> _TASK OBJECTIVE_
Carry on the text about antimicrobial resistance and the One Health approach, starting after its final sentence.

> _TEXT EXCERPT_
The ability to leap the species barrier makes the spectre of AMR increasingly grim, and more research is needed to assess how easily resistant bacteria pass from animals into humans.

The Government of Canada reports that 14,000 deaths were linked to AMR in 2018, while AMR was directly responsible for 5,400 deaths. In the U.S., the Centers for Disease Control and Prevention reports 2.8 million infections and more than 35,000 deaths in humans related to AMR.

There will come a time when a wound cannot be treated anymore if it is infected.

 

- Herman Barkema, infectious diseases expert

 

Tackling AMR requires what has been dubbed a "One Health" approach that involves coordination between animal health, human health and environmental experts. In Alberta, where Barkema is based, more than 100 researchers from different disciplines – human and veterinary medicine as well as the Ministry of Environment and Protected Areas – are working on antimicrobial stewardship. The public is “very much involved,” with regular informational workshops on what individuals can do to fight AMR. “We need to make the public aware of this silent epidemic,” Barkema says.

The One Health approach is growing globally. In June, four multilateral agencies – the World Health Organization, the UN Food and Agriculture Organization, the UN Environment Programme and the World Organisation for Animal Health – released A One Health Priority Research Agenda for Antimicrobial Resistance to advocate for increased research and investment.

The same month, the Public Health Agency of Canada released the five-year Pan-Canadian Action Plan on Antimicrobial Resistance. It was developed with federal partners, the provinces and territories to strengthen the country’s collective AMR response using the One Health approach.

Critical to combatting AMR is improved diagnostics, says Ian Lewis, a visiting fellow at the Harvard T.H. Chan School of Public Health and associate professor in the Department of Biological Sciences at the University of Calgary. Last year, Lewis developed a new technology that would allow a laboratory to identify in less than 20 hours the specific bacterium causing a blood infection and the types of antibiotics it will respond to. The short diagnostic timeline is a vast improvement over the two- to four-day period required in the past to identify the strain of bacteria causing sepsis, which causes one in 18 deaths in Canada. During this wait, medical staff had to guess which antibiotics to use – sometimes selecting the incorrect one – then switch to the right drug once the offending bacterium was identified. “When the guesses are wrong, patients are at a dramatically higher risk for death or serious complications,” Lewis says. “The main issue is that the chance of dying goes up by 7% per hour when patients are receiving the wrong medication.”

> _Phrase grounding data_
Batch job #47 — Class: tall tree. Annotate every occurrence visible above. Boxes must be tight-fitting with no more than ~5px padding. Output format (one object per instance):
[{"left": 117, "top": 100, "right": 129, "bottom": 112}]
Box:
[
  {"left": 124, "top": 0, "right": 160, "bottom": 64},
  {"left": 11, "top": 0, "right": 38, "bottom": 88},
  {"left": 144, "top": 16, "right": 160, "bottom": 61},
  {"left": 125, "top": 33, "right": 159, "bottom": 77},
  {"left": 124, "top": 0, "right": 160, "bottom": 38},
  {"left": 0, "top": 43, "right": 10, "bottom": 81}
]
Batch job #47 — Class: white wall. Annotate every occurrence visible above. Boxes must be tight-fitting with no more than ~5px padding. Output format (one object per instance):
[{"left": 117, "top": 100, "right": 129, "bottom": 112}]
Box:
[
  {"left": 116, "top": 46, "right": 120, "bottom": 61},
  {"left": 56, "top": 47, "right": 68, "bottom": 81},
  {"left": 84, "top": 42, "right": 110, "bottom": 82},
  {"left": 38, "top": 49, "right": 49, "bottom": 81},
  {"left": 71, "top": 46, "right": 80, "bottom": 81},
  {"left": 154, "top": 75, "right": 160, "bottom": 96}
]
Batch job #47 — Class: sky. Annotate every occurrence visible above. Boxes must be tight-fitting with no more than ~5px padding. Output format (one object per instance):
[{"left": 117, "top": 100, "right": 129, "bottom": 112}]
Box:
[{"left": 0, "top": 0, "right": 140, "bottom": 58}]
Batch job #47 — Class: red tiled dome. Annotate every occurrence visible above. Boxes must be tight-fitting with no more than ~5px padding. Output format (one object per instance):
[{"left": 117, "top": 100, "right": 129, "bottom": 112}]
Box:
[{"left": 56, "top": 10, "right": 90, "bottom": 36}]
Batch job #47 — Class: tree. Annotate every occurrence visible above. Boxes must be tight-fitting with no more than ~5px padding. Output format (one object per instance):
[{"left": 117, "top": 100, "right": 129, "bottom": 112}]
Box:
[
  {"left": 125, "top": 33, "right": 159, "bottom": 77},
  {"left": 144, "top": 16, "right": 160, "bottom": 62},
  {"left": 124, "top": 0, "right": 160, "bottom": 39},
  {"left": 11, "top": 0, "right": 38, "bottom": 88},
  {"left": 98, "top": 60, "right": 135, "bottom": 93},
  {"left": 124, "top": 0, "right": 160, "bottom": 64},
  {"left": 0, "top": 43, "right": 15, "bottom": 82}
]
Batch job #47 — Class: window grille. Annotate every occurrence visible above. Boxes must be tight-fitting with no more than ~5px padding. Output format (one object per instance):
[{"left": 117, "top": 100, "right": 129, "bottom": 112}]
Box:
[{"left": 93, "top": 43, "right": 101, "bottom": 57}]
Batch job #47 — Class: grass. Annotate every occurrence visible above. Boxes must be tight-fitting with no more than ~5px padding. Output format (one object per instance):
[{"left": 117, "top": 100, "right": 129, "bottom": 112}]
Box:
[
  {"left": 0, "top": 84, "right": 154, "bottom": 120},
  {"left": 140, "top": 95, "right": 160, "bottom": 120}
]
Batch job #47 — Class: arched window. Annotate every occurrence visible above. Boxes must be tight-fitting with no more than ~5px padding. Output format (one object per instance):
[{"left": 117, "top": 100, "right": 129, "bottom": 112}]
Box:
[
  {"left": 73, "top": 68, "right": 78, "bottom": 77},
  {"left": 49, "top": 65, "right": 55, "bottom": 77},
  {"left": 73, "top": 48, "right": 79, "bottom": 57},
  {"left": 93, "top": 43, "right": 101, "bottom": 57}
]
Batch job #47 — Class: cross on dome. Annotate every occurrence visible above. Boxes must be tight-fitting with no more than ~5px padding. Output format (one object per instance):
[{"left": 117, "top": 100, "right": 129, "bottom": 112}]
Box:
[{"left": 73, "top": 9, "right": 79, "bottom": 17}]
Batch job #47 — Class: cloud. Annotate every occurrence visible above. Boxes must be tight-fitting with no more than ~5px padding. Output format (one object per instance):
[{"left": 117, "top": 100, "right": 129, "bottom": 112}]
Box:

> _EXERCISE OUTPUT_
Being forced to guess treatment also exacerbates resistance. “The widespread use of antibiotics in hospitals and in the community is a central problem that is contributing to AMR,” says Lewis, speaking from the 2023 ASM/ESCMID Joint Conference on Drug Development to Meet the Challenge of Antimicrobial Resistance, held in late September in Boston. The U.S. Centers for Disease Control and Prevention estimates that about half of all prescribed antibiotics have zero medical benefit. This is “directly attributable to a lack of rapid diagnostic tools,” Lewis says, adding that improved diagnostics should be used in veterinarian laboratories as well as human labs.

Lewis says that the implications of AMR are so dire that “it will eclipse climate change as a primary concern. People will start dying from common infections that are imminently treatable now.” AMR doesn’t present simply infection risks; it also means that people will have to eschew elective surgery or certain types of chemotherapy that cannot be undertaken without antibiotics as the risks of getting an incurable infection could outweigh the potential benefits of therapies. “Antibiotics are the foundation of modern medicine; if we don’t do something about the emerging burden of antimicrobial resistance, Canadian life expectancy could be 20 years shorter,” Lewis says.

Roberta Staley is a Vancouver-based magazine writer, documentary filmmaker and author, specializing in gender, conservation and environmental stories.